# WHAT IS NEEDED:
Each line below is to be written out in full, exactly as shown.

[Data entries]
•••

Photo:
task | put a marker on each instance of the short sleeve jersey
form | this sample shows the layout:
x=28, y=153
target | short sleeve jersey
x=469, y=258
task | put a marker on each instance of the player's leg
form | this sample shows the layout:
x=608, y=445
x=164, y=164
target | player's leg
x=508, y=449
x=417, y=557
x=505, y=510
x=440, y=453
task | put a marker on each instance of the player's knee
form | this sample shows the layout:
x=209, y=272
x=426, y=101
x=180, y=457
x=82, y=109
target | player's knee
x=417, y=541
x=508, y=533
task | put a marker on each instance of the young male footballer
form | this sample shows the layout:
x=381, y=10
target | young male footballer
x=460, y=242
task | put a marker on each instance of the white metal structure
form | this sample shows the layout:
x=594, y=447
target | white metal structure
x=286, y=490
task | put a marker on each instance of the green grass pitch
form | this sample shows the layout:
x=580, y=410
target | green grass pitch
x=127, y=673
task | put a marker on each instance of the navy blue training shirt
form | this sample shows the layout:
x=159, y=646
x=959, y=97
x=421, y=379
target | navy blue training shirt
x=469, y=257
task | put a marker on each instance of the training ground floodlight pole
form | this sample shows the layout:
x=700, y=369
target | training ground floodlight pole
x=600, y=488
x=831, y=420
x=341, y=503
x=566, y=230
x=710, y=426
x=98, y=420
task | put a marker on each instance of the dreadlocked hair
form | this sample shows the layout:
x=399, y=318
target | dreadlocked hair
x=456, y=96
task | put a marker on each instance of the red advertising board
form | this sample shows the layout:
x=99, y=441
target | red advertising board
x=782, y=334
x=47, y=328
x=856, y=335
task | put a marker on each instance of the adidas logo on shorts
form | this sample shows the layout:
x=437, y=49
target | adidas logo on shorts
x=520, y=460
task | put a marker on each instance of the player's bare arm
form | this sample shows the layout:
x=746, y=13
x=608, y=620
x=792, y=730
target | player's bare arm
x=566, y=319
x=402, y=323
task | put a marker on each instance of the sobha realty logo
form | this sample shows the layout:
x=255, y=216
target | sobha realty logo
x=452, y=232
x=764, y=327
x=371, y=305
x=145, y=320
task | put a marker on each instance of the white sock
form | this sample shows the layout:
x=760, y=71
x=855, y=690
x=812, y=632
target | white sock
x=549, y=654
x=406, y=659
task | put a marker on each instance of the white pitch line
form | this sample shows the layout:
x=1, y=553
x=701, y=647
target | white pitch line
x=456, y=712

•••

# REPLY TO THE EXERCISE:
Photo:
task | put a marker on each instance of the short sleeve jersey
form | this sample shows the layout:
x=28, y=153
target | short sleeve jersey
x=469, y=258
task | put a marker on each instance of the player's leg
form | this sample shows the layout:
x=608, y=445
x=164, y=164
target | player's leg
x=508, y=449
x=417, y=557
x=505, y=510
x=440, y=453
task | put a marker on each instance of the player's knee
form | this sample shows the layout:
x=209, y=272
x=426, y=101
x=180, y=457
x=82, y=109
target | player's knee
x=417, y=541
x=508, y=533
task | put a marker on each instance of the young male footballer
form | this sample shows the layout:
x=381, y=10
target | young male footballer
x=460, y=242
task | put a marker on each instance of the white metal structure
form | this sample shows the layout:
x=594, y=447
target | white metal structure
x=286, y=490
task | put a marker on each instance of the green grass pitch
form | this sample shows the layout:
x=580, y=410
target | green grass pitch
x=127, y=673
task | put a marker on each instance of the navy blue training shirt
form | this sample shows the layout:
x=159, y=646
x=959, y=97
x=421, y=379
target | navy blue training shirt
x=469, y=257
task | put a marker on each instance of the training ground floodlight pole
form | this sample shows the layout:
x=700, y=369
target | training ground floodlight pole
x=600, y=488
x=831, y=420
x=341, y=503
x=566, y=230
x=710, y=426
x=98, y=420
task | put a marker on each instance of the dreadlocked hair
form | this sample shows the layout:
x=399, y=318
target | dreadlocked hair
x=456, y=96
task | put a marker on each instance of the red advertising board
form | this sample shows the layout:
x=99, y=441
target | red advertising board
x=782, y=334
x=47, y=328
x=856, y=335
task | put a marker on each instance of the adidas logo on shorts
form | this sample shows the layout:
x=437, y=49
target | adidas logo on shorts
x=520, y=460
task | put a marker on each instance of the player's bare arm
form | this sample shows the layout:
x=746, y=13
x=608, y=620
x=792, y=730
target | player's bare arm
x=566, y=319
x=402, y=323
task | put a marker on each instance of the sobha realty logo
form | this sample shows the layout:
x=255, y=216
target | sobha realty logo
x=452, y=232
x=764, y=327
x=371, y=305
x=145, y=320
task | put a marker on each instance of the white sock
form | this sample shows the layout:
x=760, y=71
x=855, y=690
x=812, y=632
target | white sock
x=549, y=654
x=406, y=659
task | put a marker on each instance of the white pitch line
form | this sample shows the layout:
x=1, y=553
x=701, y=647
target | white pitch line
x=456, y=712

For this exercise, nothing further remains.